** Start of Records for the task **

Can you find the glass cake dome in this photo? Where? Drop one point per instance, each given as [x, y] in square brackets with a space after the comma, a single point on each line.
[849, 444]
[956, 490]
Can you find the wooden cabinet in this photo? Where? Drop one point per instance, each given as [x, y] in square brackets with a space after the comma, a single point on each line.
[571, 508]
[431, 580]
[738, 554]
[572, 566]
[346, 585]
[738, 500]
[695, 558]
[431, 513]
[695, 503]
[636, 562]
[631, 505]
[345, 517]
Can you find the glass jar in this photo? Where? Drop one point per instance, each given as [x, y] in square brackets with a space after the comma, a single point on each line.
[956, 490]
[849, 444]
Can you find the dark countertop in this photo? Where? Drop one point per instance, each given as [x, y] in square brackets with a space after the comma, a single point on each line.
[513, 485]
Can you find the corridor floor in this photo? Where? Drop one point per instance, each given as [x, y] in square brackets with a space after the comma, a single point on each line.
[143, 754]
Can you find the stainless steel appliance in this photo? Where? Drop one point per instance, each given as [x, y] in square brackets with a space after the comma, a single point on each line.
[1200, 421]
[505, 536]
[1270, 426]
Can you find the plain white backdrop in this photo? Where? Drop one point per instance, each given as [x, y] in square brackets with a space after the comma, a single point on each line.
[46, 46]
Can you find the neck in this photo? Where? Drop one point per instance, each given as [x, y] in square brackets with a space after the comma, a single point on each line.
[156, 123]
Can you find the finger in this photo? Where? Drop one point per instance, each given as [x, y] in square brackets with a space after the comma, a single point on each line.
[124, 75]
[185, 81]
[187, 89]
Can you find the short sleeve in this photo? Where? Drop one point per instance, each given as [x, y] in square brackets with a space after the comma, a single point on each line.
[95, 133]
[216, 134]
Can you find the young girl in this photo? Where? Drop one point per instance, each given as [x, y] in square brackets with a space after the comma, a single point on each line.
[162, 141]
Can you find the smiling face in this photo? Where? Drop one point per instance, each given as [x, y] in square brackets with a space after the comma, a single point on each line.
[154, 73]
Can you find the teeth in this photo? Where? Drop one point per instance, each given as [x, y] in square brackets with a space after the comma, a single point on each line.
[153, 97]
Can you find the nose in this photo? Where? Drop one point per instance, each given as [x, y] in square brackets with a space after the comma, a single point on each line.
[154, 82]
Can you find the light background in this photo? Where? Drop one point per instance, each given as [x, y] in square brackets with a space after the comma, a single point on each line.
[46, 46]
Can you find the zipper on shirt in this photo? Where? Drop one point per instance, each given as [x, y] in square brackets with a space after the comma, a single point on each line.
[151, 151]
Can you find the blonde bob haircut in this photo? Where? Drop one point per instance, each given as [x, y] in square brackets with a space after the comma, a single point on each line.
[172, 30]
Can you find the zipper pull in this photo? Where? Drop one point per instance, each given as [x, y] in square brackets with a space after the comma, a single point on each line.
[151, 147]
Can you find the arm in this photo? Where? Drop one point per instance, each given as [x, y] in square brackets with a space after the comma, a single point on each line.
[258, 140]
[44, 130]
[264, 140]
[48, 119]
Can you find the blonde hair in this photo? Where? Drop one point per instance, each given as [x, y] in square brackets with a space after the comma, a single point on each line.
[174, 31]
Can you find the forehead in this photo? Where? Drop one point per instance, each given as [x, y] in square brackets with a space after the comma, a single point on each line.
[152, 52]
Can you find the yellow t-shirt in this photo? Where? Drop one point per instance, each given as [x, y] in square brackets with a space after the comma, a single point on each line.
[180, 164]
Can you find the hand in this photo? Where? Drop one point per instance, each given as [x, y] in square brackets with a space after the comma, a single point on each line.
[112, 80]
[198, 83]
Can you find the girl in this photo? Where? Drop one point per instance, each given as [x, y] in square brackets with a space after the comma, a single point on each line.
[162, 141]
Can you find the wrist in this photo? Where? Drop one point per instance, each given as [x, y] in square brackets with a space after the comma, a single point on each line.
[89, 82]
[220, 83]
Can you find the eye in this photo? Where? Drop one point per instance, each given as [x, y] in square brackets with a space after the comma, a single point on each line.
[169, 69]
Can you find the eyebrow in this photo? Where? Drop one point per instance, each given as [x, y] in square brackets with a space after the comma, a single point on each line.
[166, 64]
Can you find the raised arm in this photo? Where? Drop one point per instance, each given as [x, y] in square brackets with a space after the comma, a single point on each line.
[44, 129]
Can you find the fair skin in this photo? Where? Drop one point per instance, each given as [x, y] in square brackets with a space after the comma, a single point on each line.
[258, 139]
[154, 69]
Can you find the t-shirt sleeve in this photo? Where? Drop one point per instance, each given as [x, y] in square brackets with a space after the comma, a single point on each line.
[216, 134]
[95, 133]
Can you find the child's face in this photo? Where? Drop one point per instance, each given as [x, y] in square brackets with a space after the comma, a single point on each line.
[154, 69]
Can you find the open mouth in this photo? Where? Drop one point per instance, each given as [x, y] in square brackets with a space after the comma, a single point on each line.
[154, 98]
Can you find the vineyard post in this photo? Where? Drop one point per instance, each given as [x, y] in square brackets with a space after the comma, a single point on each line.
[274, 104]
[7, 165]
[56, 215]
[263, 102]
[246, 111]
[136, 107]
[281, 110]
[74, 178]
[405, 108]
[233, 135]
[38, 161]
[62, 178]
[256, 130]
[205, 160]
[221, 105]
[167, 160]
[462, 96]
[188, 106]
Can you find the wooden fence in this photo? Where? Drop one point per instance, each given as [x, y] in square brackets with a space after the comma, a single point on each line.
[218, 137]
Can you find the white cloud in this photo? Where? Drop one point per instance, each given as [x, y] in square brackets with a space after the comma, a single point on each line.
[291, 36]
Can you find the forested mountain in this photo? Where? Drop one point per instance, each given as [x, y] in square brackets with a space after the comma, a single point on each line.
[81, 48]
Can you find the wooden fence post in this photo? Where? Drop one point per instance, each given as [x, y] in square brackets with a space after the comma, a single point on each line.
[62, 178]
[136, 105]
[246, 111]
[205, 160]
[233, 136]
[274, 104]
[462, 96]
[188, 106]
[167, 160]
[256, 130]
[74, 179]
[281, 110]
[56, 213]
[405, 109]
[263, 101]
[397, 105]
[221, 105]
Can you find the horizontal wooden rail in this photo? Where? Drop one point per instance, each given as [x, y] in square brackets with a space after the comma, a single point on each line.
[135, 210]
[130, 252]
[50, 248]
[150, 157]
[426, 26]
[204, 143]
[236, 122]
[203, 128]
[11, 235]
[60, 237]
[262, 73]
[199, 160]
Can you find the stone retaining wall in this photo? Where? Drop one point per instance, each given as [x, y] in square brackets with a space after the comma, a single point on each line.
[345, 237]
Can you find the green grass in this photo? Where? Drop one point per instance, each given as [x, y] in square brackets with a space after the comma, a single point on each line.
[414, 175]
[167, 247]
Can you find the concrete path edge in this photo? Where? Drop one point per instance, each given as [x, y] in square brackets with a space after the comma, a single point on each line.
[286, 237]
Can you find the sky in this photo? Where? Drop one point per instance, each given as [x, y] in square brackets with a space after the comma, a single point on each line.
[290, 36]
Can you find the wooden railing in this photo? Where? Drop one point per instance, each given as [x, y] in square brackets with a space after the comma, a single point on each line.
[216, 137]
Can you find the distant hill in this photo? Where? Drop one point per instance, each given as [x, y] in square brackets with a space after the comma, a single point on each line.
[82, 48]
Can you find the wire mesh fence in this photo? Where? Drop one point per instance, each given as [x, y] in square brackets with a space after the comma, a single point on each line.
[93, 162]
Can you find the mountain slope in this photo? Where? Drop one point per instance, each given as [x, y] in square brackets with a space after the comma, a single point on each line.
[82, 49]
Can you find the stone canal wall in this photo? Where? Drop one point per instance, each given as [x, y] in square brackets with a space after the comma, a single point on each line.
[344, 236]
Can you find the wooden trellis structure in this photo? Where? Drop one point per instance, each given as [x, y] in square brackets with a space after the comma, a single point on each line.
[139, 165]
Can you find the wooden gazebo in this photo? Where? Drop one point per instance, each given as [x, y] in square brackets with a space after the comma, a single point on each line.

** End of Records for the task **

Directive =>
Give everything above from the line containing "Can you find the wooden trellis" down to the final line of the items as a JSON list of strings, one string per line, with blank lines left out.

Task response =>
[
  "Can you find the wooden trellis structure in this photo? Where? Drop one point per instance, each given as [x, y] in square brackets with a space after the comma, a single point on each line.",
  "[139, 165]",
  "Can you find the wooden gazebo in this photo? Where? Drop one point per instance, each given as [x, y] in square brackets with a space after the comma, a single point on each line."
]